Start of Data shown

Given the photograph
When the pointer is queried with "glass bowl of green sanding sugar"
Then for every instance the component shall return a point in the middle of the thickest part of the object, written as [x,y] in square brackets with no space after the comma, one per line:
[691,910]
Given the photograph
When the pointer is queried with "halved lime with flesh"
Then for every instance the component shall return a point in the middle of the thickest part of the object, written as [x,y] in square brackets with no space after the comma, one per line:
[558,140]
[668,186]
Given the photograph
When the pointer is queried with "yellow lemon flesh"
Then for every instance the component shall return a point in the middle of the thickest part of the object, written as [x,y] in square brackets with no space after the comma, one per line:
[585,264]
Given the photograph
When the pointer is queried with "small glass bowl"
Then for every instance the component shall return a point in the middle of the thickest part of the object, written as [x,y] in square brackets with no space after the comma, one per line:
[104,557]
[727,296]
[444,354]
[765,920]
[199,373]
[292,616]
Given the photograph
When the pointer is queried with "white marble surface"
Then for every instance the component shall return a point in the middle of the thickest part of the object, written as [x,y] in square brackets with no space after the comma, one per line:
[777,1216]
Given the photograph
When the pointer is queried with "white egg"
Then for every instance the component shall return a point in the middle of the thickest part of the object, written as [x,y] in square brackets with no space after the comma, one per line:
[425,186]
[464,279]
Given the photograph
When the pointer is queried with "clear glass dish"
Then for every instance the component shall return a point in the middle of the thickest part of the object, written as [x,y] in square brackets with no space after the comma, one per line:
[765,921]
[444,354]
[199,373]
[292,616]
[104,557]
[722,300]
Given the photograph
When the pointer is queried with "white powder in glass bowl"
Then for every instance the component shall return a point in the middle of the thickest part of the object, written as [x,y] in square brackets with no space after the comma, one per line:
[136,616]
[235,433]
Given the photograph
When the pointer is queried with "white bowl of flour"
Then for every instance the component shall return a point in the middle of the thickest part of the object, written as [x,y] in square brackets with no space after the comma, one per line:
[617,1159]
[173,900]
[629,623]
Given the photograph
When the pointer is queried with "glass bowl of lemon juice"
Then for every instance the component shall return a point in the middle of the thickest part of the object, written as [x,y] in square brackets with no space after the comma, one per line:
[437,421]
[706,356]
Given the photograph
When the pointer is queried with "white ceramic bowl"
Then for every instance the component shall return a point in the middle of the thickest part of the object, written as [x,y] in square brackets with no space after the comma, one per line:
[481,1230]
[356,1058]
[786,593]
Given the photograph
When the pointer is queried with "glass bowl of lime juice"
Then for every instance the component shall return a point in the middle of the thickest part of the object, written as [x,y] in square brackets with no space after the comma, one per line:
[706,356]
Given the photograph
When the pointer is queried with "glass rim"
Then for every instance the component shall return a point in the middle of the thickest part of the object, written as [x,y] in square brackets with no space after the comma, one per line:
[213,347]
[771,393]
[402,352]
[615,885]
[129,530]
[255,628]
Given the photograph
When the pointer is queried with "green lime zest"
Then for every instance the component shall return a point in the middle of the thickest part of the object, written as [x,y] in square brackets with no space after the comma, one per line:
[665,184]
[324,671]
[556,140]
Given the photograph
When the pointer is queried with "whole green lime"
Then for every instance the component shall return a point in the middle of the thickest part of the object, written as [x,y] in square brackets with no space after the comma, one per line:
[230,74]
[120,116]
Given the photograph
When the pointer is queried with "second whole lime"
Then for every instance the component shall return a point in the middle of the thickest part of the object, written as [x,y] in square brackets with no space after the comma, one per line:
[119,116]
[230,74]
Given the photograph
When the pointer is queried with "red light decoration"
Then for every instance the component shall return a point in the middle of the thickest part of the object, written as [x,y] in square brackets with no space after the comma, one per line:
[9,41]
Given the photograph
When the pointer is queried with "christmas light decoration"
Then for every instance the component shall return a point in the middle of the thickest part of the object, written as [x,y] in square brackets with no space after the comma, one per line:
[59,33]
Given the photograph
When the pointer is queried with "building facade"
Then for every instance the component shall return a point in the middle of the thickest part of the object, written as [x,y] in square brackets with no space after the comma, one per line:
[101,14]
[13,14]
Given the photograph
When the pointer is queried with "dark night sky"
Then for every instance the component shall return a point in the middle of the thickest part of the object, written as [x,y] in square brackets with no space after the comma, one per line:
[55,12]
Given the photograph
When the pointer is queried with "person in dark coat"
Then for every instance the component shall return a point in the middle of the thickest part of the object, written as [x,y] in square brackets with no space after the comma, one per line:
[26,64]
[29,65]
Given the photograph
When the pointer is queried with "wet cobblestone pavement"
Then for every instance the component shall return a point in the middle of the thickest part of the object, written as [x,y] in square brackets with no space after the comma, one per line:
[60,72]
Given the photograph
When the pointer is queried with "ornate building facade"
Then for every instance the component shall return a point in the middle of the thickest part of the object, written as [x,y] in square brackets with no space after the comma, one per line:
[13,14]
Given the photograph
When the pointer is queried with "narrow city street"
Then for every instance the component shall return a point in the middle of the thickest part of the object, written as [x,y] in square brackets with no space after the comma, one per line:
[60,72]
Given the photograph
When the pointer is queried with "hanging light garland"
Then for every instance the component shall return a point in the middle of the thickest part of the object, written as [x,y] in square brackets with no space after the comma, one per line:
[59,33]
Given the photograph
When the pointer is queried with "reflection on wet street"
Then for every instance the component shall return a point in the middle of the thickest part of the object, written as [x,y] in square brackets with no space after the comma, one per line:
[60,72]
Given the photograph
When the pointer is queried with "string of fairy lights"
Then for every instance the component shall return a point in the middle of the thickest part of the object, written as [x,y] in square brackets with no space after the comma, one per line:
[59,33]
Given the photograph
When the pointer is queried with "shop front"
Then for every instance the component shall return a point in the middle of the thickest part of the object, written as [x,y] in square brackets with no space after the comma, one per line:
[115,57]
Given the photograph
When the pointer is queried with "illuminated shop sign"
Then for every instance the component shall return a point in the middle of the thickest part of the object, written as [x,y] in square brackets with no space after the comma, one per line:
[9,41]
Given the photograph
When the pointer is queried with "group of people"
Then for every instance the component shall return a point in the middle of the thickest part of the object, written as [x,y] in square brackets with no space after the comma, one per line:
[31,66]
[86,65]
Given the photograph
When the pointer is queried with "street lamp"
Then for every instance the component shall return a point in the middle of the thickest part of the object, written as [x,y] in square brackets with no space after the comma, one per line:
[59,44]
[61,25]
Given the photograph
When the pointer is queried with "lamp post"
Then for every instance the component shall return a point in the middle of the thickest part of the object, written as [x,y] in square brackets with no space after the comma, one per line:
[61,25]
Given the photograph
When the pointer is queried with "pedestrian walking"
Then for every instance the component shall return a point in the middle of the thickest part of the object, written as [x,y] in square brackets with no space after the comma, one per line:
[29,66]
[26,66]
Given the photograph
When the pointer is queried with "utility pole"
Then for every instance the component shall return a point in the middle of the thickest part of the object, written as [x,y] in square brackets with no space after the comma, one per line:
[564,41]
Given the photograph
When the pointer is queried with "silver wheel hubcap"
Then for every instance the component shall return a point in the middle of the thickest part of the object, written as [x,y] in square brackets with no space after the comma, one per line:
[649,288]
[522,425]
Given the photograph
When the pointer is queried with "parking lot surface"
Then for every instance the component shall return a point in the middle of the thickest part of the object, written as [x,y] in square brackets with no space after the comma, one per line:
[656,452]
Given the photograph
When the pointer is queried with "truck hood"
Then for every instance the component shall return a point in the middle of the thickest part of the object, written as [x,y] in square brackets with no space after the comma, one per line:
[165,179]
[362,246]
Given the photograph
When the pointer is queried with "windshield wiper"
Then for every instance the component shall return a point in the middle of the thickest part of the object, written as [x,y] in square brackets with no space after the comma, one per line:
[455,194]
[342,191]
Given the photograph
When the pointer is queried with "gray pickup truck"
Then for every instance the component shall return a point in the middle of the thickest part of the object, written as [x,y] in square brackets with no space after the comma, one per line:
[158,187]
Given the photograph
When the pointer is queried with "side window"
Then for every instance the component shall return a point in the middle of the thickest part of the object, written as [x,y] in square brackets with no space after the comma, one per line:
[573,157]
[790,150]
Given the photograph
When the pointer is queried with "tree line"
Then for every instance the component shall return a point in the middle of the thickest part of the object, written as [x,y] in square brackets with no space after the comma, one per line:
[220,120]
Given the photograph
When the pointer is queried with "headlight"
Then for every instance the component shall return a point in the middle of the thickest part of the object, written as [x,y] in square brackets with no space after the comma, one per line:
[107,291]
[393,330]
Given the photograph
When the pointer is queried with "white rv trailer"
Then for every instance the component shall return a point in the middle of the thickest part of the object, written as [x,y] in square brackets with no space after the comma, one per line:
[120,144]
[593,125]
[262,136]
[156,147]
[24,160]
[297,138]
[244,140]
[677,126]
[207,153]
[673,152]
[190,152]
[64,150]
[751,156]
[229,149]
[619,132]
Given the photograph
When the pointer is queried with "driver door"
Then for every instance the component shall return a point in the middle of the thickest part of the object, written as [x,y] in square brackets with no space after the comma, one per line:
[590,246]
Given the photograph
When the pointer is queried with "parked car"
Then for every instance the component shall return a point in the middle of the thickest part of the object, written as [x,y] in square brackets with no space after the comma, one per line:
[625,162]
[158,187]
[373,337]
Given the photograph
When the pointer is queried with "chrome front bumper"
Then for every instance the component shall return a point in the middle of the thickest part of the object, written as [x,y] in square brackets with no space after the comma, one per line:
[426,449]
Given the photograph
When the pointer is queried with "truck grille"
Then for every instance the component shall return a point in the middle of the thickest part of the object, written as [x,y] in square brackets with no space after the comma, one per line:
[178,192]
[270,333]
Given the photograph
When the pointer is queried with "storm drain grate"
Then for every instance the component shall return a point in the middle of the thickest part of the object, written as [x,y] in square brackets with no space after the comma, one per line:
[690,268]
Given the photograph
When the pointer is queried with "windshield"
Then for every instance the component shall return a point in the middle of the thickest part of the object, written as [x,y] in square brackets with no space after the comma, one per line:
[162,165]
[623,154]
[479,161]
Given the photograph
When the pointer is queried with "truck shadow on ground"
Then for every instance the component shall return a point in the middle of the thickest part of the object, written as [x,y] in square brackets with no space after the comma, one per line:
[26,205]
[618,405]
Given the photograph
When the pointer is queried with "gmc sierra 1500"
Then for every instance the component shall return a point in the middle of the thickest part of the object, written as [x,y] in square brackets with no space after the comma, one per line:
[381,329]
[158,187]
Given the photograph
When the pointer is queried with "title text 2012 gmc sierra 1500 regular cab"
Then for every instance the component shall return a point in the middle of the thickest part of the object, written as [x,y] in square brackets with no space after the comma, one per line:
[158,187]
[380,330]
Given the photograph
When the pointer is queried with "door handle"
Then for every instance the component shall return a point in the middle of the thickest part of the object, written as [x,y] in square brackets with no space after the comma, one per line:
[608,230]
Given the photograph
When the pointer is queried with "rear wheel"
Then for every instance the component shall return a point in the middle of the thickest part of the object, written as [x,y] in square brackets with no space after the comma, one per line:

End of Data shown

[How to complete this task]:
Filter the records for the string "sierra" and copy every line that holds it.

[Reply to the task]:
When the pointer is queried with "gmc sierra 1500"
When the pointer is queried with "title text 2012 gmc sierra 1500 regular cab"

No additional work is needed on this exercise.